The records come next. Copy all of them exactly.

====

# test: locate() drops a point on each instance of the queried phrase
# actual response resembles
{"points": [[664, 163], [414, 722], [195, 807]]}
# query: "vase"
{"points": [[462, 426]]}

====

◆ TASK RESPONSE:
# test: locate() drops a point on each instance of the queried phrase
# actual response resembles
{"points": [[664, 163], [414, 722], [195, 807]]}
# query: "vase"
{"points": [[462, 426]]}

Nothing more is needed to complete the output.